▶ What to work on: Copy the entries word for word from their first line through the line containing "[0,169,1200,530]", with that line included. Leave out the pictures.

▶ Supplied records:
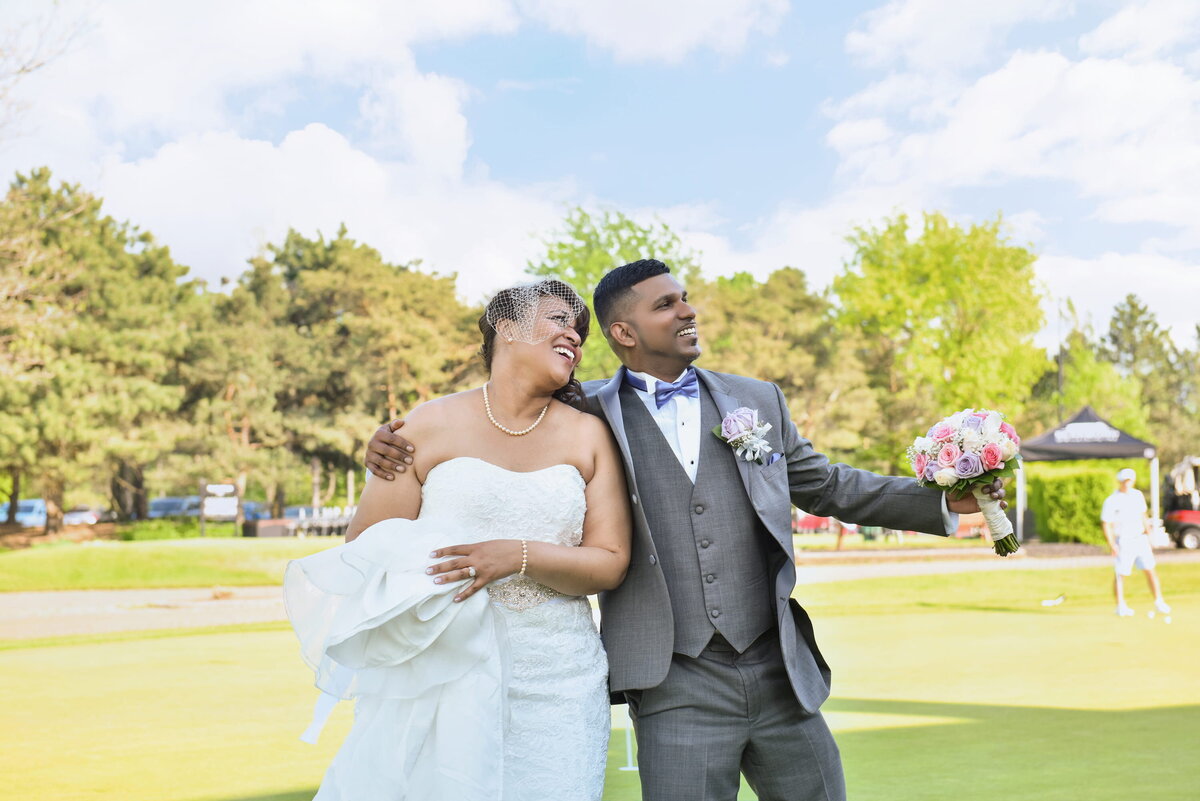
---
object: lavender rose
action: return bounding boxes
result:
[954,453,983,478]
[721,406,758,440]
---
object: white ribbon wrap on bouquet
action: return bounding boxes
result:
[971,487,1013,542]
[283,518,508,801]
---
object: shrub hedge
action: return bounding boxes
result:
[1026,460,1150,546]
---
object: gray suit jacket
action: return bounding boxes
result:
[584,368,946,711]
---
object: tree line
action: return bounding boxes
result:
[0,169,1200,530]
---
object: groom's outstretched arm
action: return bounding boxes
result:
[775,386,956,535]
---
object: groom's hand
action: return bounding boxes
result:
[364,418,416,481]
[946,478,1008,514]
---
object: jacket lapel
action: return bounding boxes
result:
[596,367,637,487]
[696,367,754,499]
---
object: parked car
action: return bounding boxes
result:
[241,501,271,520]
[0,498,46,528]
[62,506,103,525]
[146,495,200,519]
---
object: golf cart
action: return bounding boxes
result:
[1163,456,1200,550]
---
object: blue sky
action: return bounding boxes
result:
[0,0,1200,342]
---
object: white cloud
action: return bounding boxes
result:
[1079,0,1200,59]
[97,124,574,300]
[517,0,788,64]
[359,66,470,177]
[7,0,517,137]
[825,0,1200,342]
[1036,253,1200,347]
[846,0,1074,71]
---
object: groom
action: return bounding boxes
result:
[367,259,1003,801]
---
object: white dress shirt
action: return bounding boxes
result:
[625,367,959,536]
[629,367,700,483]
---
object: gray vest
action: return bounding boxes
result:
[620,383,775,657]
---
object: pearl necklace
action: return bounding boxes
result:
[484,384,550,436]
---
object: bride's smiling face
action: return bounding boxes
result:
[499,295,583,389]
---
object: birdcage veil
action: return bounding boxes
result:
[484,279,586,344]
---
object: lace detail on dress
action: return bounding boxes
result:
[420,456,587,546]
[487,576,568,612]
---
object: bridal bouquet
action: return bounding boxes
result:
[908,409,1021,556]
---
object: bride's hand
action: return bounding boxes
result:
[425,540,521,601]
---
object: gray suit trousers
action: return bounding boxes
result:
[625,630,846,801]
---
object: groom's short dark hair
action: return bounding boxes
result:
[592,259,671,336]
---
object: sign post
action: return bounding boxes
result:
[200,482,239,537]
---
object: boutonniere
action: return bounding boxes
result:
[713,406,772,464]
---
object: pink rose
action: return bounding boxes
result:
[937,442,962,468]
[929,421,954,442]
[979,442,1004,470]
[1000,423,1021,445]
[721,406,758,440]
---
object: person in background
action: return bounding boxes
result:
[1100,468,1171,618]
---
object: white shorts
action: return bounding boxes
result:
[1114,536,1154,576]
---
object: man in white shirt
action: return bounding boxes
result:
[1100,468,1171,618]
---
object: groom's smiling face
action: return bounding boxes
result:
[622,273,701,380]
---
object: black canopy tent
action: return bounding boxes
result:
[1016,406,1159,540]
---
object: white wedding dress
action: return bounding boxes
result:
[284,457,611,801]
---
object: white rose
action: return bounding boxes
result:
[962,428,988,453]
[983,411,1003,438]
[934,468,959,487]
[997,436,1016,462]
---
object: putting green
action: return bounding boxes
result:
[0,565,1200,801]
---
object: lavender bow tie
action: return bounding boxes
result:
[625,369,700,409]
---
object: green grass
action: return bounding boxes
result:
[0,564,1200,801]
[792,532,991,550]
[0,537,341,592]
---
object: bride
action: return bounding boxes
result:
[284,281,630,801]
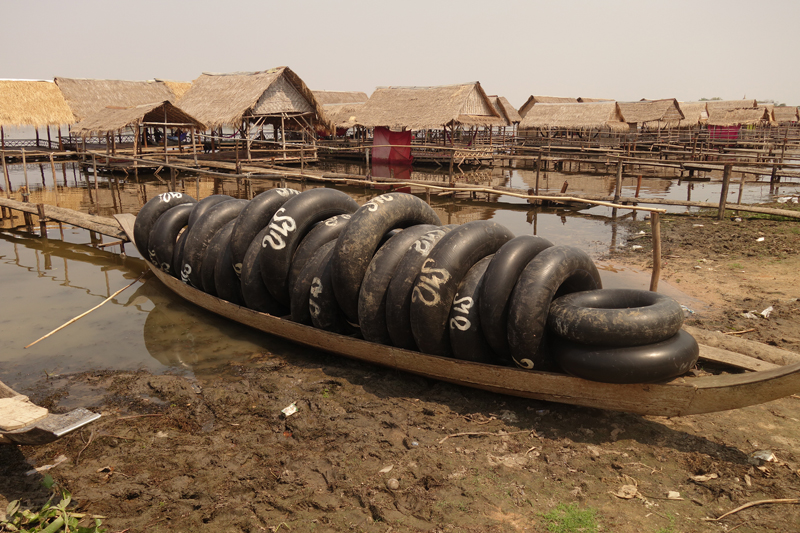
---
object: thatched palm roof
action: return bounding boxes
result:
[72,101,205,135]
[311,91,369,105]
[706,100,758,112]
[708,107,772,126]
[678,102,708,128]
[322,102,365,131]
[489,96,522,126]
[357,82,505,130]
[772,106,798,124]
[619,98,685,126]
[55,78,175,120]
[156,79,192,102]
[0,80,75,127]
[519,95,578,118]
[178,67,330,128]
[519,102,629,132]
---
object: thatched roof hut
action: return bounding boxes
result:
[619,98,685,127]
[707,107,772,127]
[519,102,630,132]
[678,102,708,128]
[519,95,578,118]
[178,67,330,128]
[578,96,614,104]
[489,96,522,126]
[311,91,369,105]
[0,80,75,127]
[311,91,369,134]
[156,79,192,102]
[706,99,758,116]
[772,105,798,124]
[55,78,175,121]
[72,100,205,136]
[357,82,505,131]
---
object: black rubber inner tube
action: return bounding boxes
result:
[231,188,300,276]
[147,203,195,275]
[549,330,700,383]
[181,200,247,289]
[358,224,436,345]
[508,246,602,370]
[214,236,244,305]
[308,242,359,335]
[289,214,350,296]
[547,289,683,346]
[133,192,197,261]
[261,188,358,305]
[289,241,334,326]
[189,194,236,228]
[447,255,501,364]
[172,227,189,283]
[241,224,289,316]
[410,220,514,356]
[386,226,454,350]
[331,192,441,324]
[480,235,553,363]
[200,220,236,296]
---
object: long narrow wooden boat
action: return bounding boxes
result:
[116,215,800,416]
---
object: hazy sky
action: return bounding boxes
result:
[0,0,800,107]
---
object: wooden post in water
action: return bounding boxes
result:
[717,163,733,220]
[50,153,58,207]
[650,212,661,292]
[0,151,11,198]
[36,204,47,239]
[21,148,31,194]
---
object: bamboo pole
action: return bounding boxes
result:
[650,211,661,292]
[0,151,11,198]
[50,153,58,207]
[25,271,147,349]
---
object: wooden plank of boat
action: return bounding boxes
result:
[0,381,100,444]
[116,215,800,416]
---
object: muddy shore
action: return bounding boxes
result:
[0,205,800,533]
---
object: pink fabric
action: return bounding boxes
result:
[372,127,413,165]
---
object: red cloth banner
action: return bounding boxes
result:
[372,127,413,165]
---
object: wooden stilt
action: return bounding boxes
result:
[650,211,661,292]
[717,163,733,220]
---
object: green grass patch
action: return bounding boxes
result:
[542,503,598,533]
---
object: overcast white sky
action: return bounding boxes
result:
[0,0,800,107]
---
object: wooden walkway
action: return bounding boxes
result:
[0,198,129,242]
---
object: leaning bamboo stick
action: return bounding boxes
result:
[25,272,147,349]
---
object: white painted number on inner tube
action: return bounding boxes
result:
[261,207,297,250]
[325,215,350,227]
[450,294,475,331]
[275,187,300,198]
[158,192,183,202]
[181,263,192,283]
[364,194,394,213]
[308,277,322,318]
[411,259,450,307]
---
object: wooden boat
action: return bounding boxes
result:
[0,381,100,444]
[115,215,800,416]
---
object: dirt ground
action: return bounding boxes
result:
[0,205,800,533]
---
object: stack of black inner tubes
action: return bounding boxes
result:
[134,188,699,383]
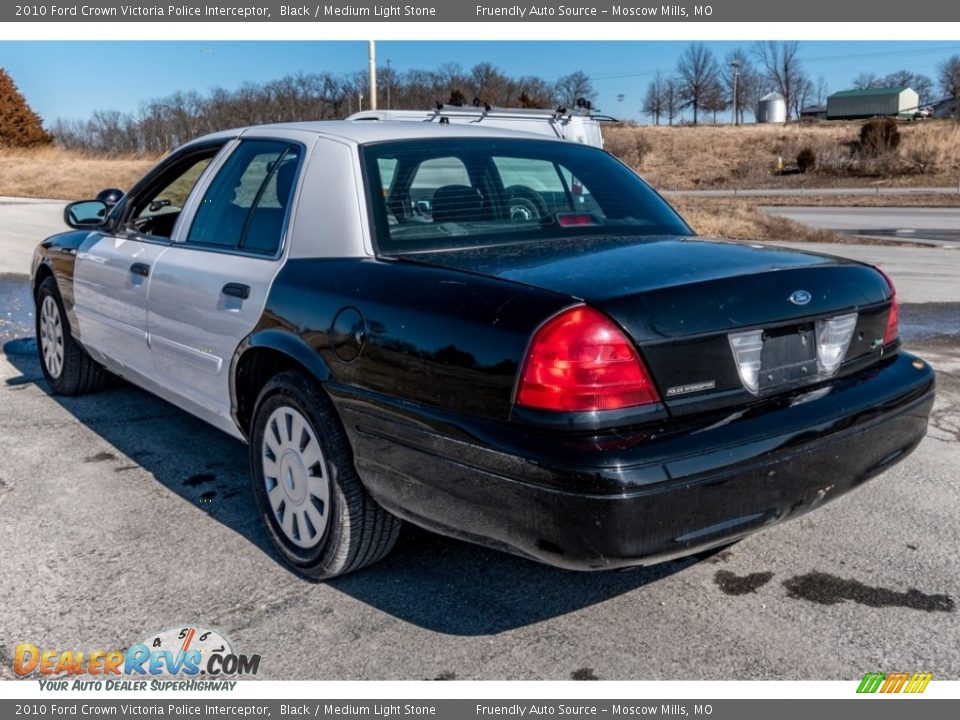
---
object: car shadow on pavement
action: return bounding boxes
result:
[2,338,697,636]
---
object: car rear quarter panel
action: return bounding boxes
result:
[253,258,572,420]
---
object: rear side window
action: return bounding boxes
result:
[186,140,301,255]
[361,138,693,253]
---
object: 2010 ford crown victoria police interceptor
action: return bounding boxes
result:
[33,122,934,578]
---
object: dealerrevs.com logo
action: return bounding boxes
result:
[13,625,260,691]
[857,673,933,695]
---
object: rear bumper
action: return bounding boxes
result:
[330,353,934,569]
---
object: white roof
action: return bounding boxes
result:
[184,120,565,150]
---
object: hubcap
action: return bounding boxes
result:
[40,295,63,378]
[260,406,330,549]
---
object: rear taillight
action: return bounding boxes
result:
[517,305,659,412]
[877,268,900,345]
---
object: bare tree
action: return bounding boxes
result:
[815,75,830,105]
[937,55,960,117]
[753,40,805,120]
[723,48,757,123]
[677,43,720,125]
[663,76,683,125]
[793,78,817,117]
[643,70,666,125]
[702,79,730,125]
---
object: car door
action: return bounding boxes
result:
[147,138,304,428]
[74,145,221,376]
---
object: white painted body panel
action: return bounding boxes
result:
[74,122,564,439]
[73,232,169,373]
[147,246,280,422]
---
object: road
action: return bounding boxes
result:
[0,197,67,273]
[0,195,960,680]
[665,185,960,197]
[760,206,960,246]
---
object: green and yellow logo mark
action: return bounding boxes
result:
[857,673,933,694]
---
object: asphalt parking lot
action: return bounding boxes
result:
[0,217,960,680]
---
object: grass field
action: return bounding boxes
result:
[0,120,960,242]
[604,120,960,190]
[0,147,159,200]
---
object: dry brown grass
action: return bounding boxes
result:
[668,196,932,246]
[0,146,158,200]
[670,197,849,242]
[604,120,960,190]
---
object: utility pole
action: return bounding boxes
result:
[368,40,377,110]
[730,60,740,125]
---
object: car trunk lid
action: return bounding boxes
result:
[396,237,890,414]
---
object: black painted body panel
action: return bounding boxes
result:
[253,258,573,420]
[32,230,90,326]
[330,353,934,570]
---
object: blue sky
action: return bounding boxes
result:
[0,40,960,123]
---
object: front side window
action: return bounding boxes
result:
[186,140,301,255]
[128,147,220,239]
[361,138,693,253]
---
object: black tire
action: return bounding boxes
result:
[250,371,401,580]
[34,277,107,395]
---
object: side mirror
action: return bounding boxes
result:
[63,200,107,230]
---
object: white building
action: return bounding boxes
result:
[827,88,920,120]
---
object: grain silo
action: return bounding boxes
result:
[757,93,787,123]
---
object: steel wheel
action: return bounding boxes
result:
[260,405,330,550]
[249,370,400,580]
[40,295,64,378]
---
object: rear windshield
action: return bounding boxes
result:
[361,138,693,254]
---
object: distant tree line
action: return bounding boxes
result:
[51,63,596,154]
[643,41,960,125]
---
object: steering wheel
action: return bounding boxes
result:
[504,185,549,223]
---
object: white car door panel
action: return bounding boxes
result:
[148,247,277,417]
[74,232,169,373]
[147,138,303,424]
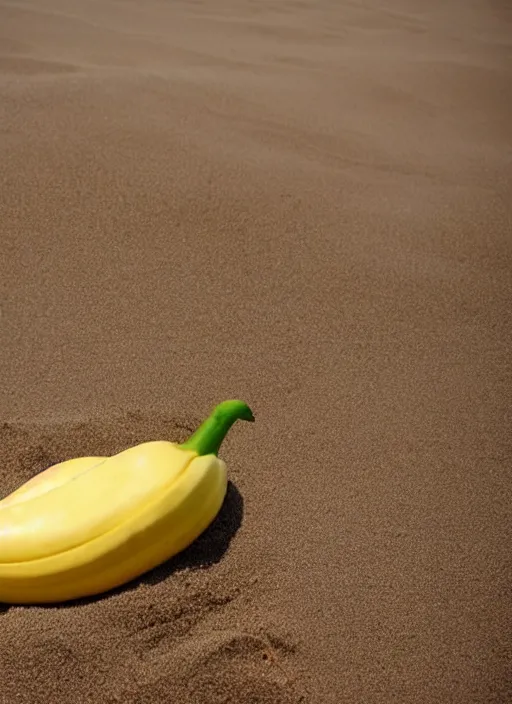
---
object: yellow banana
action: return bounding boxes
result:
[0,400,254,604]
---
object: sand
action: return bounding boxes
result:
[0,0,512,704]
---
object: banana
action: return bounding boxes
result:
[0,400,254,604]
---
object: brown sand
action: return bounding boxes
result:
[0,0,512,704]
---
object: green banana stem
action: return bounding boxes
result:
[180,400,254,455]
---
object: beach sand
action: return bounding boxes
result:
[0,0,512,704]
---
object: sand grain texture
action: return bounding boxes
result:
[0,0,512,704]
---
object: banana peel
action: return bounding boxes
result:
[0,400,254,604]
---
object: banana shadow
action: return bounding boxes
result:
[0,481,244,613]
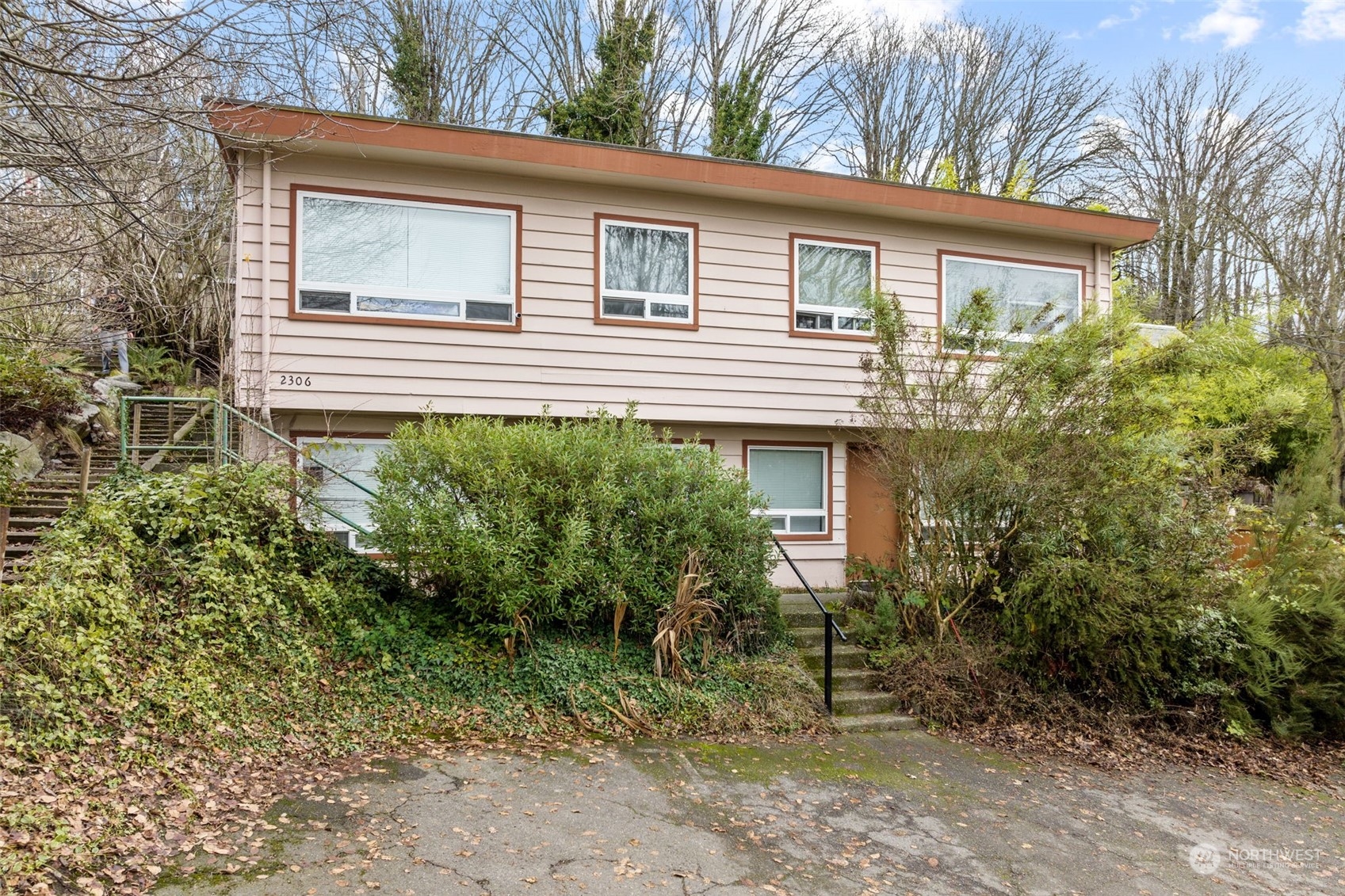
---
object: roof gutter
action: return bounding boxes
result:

▶ Result:
---
object: lavender rose
action: return bounding boxes
result:
[954,453,983,478]
[721,406,758,440]
---
object: white ribbon wrap on bouquet
action: return bounding boxes
result:
[971,487,1013,542]
[283,518,508,801]
---
object: shrub hedge
action: return bounding boxes
result:
[1026,460,1150,546]
---
object: gray suit jacket
action: return bounding boxes
result:
[584,368,946,711]
---
object: tree line
action: return bounding boxes
result:
[0,169,1200,530]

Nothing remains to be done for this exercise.